#### Explore the material
1 - In the Tsogo Sun history, rewrite the paragraph beginning "Two additional casinos" as a bulleted list, keeping its main facts.
2 - According to the Tsogo Sun history, who was the Tsogo Sun CEO as of 1 June 2017?
3 - Decide whether each statement agrees with the Tsogo Sun history. Answer yes or no, and quote the words of the text that decide it.
(a) Sol Kerzner founded the Southern Sun Hotels chain in partnership with South African Breweries.
(b) The 2014 transaction giving Tsogo Sun a 40% stake in SunWest International went through as planned.
(c) Blackrock was previously called Century Casino.

#### Document text
━━━━━━━━━━━━━━━━━━━━━━━━━━━━━━
The group was established in 1969, when hotelier Sol Kerzner founded the chain of Southern Sun Hotels in partnership with South African Breweries.

Prior to 1994, the group's gambling operations were limited to those hotels located in Apartheid-era bantustans, as gambling in the rest of South Africa was heavily restricted. When the new democratic government came to power, gambling was legalised, which enabled the group to add 14 gaming destinations to its portfolio.

Through a process of bid applications, the group acquired five casino licences: Emnotweni (Nelspruit), The Ridge, Hemingways, Montecasino and Suncoast.

Two additional casinos, The Caledon and Blackrock (formerly known as Century Casino), were added to the group's portfolio in 2009 by acquiring Century Resorts Limited and Winlen Casino Operators (Pty) Limited. Subsequently, a further seven casinos were added to the portfolio through the reverse buy-out of Gold Reef Resorts in 2011: Gold Reef City, Silverstar, Queens, Mykonos, Goldfields, Golden Horse and Garden Route.

In May 2014, the group announced that it had entered into transaction agreements resulting in Tsogo Sun acquiring a 40% equity interest each in SunWest International and Worcester Casinos. This transaction gave the group a stake in all five casinos located in the Western Cape. However the deal failed and subsequently in 2016 an agreement was reached that gave Tsogo Sun a 20% stake in SunWest International and the Worcester Casino.

As of 1 June 2017 the Tsogo Sun CEO was Jacques Booysen. Jacques Booysen previously served as managing director of Gaming at Tsogo Sun Holdings since April 2007.
━━━━━━━━━━━━━━━━━━━━━━━━━━━━━━
#### Records provided
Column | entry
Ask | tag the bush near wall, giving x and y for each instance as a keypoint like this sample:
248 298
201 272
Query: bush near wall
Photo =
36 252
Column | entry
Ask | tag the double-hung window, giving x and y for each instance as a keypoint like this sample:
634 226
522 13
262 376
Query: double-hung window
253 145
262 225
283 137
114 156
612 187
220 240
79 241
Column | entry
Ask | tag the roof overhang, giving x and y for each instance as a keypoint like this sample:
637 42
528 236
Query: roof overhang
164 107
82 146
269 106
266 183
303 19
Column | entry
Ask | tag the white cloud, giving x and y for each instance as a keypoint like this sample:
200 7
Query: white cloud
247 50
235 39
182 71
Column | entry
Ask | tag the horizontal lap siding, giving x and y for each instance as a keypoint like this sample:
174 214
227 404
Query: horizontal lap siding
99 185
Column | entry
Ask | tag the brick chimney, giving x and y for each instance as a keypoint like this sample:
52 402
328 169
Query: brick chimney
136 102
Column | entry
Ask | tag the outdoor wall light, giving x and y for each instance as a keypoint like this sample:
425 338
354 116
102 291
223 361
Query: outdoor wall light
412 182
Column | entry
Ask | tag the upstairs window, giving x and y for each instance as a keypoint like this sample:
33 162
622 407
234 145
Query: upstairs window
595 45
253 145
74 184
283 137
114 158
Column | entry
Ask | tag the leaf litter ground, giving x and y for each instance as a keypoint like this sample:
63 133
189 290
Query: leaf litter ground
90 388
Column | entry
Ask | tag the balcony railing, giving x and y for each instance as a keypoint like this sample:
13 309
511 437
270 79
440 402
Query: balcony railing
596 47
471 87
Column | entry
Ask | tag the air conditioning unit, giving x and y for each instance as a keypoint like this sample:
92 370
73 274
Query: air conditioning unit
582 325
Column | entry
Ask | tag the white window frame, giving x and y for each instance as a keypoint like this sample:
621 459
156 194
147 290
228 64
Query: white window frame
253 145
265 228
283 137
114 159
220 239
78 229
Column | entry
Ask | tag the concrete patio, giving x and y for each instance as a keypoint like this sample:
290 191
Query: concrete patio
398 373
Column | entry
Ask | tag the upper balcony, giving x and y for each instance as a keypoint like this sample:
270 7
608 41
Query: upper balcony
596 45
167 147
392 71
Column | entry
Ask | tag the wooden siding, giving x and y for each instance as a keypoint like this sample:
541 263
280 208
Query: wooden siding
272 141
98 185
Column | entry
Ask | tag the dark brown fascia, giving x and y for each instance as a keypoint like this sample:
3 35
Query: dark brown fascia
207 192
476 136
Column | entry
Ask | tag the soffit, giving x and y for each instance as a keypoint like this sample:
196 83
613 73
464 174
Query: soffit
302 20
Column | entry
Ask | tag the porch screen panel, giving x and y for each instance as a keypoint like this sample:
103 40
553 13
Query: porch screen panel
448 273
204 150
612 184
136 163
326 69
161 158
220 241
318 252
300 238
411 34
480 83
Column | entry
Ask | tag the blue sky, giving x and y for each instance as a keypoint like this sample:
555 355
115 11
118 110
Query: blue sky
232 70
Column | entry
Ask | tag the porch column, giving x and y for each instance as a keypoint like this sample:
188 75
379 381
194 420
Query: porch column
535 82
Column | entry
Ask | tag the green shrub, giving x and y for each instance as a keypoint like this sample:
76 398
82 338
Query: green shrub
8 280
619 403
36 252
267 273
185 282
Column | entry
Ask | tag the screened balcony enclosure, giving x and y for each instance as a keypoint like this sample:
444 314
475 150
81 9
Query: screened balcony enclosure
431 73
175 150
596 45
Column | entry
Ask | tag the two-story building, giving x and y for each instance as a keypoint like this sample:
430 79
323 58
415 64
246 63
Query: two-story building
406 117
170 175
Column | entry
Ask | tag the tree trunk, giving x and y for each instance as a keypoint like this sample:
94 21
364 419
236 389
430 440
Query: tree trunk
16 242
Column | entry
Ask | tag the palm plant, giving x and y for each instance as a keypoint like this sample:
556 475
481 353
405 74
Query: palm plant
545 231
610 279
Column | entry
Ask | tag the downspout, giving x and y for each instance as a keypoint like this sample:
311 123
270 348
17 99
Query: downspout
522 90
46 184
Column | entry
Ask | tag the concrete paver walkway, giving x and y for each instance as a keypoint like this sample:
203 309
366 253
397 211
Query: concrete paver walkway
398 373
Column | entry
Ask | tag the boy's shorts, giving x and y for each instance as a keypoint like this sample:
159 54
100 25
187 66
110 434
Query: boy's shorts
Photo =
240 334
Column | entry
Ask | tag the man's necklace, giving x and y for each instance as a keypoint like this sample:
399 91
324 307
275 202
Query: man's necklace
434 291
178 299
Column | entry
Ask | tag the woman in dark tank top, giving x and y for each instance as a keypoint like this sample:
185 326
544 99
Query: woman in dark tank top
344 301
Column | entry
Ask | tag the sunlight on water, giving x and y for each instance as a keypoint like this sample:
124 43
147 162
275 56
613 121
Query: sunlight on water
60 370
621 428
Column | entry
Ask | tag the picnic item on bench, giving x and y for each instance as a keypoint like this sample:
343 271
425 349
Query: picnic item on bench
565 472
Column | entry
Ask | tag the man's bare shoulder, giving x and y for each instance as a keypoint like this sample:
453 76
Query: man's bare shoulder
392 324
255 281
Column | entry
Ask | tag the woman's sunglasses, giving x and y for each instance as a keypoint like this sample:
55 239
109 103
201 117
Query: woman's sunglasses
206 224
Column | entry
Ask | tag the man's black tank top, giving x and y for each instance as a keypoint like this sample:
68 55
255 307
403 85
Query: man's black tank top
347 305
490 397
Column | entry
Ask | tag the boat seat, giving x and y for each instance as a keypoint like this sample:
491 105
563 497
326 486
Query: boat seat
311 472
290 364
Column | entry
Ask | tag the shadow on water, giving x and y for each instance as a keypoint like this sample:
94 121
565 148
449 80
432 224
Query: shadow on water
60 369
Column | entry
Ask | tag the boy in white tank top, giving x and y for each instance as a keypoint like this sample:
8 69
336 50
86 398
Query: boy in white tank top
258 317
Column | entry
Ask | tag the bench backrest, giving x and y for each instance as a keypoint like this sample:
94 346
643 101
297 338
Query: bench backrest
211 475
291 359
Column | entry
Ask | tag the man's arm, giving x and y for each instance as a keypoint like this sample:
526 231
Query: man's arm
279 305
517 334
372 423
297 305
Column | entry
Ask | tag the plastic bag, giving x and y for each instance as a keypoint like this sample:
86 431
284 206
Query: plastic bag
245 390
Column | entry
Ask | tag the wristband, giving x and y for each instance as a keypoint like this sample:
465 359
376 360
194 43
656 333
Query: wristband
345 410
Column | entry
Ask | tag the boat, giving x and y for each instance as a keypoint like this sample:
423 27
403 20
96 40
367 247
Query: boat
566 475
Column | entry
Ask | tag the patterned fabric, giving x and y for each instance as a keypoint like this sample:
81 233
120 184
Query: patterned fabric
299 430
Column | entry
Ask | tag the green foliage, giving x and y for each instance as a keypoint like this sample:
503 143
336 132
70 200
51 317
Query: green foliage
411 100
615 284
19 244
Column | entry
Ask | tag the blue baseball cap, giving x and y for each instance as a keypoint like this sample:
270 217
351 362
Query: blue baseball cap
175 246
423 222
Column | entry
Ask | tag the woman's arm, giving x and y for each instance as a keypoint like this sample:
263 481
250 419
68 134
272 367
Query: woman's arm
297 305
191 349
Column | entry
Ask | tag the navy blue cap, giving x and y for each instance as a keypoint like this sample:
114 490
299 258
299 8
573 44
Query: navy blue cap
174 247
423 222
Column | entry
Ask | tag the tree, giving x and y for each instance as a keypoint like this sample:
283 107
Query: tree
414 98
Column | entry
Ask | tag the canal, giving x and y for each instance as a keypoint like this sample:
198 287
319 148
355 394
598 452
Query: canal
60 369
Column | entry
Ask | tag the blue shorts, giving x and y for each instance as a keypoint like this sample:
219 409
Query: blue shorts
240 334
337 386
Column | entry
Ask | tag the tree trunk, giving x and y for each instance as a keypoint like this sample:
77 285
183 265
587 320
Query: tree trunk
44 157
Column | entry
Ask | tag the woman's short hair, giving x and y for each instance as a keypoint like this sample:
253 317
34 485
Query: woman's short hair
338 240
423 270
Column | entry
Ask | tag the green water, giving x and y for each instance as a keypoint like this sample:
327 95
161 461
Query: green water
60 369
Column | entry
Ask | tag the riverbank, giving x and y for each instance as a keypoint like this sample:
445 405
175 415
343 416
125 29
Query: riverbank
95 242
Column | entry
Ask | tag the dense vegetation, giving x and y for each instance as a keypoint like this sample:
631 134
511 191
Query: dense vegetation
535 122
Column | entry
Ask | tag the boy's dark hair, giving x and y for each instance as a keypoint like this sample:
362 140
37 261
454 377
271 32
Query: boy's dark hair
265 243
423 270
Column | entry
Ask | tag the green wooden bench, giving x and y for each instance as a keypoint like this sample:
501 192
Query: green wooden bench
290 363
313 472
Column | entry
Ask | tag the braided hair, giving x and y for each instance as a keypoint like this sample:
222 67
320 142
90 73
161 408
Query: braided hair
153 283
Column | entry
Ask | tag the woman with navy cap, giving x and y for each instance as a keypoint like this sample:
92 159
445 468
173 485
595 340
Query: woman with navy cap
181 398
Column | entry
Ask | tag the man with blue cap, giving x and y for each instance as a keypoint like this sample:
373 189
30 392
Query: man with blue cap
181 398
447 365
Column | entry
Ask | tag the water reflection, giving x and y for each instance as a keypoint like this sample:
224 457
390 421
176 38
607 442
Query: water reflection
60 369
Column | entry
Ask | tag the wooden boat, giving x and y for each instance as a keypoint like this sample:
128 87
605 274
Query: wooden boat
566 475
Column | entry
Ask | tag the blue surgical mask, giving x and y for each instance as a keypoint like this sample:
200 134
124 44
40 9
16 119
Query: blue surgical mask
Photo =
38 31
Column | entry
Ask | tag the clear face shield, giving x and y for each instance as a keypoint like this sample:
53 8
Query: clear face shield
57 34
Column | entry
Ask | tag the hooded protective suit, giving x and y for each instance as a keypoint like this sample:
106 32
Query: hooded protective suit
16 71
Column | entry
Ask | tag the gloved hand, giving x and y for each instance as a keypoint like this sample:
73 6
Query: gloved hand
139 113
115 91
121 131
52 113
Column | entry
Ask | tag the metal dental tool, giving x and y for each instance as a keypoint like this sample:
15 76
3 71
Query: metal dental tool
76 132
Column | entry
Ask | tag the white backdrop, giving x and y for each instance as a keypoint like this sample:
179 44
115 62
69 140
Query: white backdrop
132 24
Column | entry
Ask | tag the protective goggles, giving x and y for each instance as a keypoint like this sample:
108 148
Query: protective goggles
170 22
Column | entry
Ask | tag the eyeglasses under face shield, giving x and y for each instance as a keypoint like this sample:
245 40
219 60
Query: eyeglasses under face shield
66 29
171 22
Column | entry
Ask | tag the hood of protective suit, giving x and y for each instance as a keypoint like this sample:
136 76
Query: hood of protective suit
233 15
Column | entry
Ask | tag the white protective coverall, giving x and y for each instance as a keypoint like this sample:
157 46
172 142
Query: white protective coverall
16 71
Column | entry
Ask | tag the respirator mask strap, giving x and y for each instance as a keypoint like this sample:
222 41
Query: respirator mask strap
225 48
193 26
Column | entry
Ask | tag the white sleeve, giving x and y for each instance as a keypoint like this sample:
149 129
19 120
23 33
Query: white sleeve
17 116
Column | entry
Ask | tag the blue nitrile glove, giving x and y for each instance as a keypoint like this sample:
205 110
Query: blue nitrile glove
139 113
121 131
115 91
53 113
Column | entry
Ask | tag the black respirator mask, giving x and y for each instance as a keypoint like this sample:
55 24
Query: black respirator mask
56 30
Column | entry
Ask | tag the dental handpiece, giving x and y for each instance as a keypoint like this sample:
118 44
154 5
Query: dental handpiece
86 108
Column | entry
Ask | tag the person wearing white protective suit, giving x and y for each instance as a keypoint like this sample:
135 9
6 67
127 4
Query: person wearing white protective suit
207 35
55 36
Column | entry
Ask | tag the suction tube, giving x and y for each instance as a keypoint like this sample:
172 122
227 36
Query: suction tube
━━━━━━━━━━━━━━━━━━━━━━━━━━━━━━
#### Responses for each task
1 -
- 2009: The Caledon and Blackrock (formerly Century Casino) joined the portfolio through the acquisition of Century Resorts Limited and Winlen Casino Operators (Pty) Limited.
- 2011: Seven more casinos were added through the reverse buy-out of Gold Reef Resorts. They were Gold Reef City, Silverstar, Queens, Mykonos, Goldfields, Golden Horse and Garden Route.

2 - Jacques Booysen.

3 -
(a) Yes: "hotelier Sol Kerzner founded the chain of Southern Sun Hotels in partnership with South African Breweries."
(b) No: "However the deal failed"
(c) Yes: "Blackrock (formerly known as Century Casino)"